Problem: Reproduce every entry exactly as shown.

— BEGIN Entries shown —

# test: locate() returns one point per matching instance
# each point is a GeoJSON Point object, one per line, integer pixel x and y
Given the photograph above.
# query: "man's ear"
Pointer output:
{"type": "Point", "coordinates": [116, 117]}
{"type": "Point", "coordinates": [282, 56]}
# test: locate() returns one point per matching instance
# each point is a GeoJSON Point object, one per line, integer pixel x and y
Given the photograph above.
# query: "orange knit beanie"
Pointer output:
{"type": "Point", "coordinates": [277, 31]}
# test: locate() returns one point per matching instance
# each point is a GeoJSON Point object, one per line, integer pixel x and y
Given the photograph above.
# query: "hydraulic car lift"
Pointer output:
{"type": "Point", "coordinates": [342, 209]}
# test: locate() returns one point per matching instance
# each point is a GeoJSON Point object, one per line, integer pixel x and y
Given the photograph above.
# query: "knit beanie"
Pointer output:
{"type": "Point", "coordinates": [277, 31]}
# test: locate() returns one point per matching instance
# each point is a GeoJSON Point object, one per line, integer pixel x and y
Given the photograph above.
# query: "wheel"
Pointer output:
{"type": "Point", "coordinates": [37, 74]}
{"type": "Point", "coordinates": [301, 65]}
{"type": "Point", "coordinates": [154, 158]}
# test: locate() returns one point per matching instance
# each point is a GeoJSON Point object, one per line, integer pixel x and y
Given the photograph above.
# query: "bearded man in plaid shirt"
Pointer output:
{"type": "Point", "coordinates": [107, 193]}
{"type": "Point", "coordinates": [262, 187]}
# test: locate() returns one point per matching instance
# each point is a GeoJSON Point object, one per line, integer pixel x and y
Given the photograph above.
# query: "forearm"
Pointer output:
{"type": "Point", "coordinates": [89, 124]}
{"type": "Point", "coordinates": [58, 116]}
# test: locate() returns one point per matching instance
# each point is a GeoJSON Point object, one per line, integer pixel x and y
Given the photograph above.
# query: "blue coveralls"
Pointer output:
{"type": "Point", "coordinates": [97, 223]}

— END Entries shown —

Task response:
# test: locate() returns one point per matching instance
# each point is a GeoJSON Point object, one per line, integer pixel x and y
Given the photograph above.
# query: "man's ear"
Pointer output:
{"type": "Point", "coordinates": [116, 117]}
{"type": "Point", "coordinates": [282, 56]}
# test: locate() returns one point per matching instance
# each point is a GeoJSON Point object, one per line, integer pixel x and y
Given the photograph above.
# query: "orange knit beanie"
Pointer output:
{"type": "Point", "coordinates": [277, 31]}
# test: locate() returns one point per matching instance
# each point is a GeoJSON Point object, one per line, integer pixel x and y
Given the photograph above.
# query: "hydraulic car lift"
Pointer output:
{"type": "Point", "coordinates": [342, 209]}
# test: locate() returns one point per matching instance
# each point is a GeoJSON Point object, one per line, integer pixel x and y
Given the photograph above.
# query: "knit beanie"
Pointer output:
{"type": "Point", "coordinates": [277, 31]}
# test: locate() returns one point per matching instance
# each point is a GeoJSON Point object, one per line, integer pixel x and y
Given the photograph above.
# query: "wheel"
Pointer output:
{"type": "Point", "coordinates": [37, 74]}
{"type": "Point", "coordinates": [301, 65]}
{"type": "Point", "coordinates": [154, 158]}
# test: locate() returns one point per matching instance
# each point is a GeoJSON Point object, one per line, integer pixel x and y
Given the photograph above.
# query: "bearded man in plaid shirt"
Pointer output:
{"type": "Point", "coordinates": [107, 193]}
{"type": "Point", "coordinates": [262, 187]}
# test: locate() returns one point per matching instance
# each point is a GeoJSON Point object, one per line, integer pixel x and y
Given the photograph above.
# query: "forearm"
Pointer output:
{"type": "Point", "coordinates": [89, 124]}
{"type": "Point", "coordinates": [58, 116]}
# test: locate() returns one point per matching instance
# each point is a GeoJSON Point object, one per line, integer pixel x and y
Given the photograph above.
# query: "blue coveralls"
Pointer output:
{"type": "Point", "coordinates": [97, 223]}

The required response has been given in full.